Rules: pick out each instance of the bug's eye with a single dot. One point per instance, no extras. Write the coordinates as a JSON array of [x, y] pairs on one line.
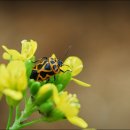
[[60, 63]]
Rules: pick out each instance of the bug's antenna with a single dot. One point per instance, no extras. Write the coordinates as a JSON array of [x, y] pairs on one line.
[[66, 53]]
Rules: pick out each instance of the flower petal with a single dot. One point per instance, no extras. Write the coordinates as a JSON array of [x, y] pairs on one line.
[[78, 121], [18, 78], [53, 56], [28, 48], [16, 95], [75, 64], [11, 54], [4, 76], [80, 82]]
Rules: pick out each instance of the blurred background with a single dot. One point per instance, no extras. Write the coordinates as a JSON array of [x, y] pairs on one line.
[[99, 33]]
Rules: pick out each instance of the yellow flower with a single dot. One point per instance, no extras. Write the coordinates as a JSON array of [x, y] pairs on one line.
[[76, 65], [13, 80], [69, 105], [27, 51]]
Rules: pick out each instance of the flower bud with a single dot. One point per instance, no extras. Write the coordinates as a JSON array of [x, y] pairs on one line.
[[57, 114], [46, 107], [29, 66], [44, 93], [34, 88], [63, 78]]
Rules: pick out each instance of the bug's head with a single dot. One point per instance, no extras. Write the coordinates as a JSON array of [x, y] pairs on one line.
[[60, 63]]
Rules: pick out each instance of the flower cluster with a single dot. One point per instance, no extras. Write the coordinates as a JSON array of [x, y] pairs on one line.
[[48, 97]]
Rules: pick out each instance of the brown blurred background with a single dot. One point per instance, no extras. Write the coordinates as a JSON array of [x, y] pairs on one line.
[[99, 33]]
---
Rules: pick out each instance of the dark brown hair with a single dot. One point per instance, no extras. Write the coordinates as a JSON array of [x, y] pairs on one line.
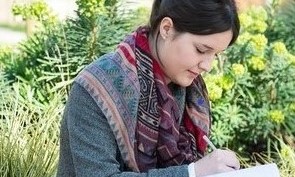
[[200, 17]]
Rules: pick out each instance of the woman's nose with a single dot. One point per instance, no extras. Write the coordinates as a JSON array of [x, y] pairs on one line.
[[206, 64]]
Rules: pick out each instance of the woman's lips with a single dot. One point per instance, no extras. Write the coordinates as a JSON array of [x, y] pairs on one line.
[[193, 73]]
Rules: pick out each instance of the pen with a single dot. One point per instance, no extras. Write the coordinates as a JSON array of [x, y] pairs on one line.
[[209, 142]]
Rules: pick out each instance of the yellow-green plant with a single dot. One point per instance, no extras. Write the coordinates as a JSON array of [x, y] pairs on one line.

• _What you should do_
Can you convert the items from the line with "Rules: pick out each instance of the bug's eye" up to and including the line with "76], [80, 82]]" into a JSON list of strings, one string per line? Skip blank lines and leave the pictures out.

• _Expected answer_
[
  "Rules: pick out each instance of the bug's eye with a single dot. One point per instance, no extras. Write the coordinates as a JSON array of [x, y] pairs on one line.",
  "[[60, 63]]",
  "Rules: pick out each instance of the bug's antenna with a single dot. One point per instance, no extras. Write the coordinates as a JSON array of [x, y] pairs on one line.",
  "[[66, 53]]",
  "Rules: pick out each instance of the flower petal with a single dot. One point per instance, no extras. Write the coordinates as a JSON array of [x, y] pairs on one line.",
  "[[78, 121], [18, 78], [53, 56], [28, 48], [16, 95], [75, 64], [11, 54], [4, 76], [80, 82]]"
]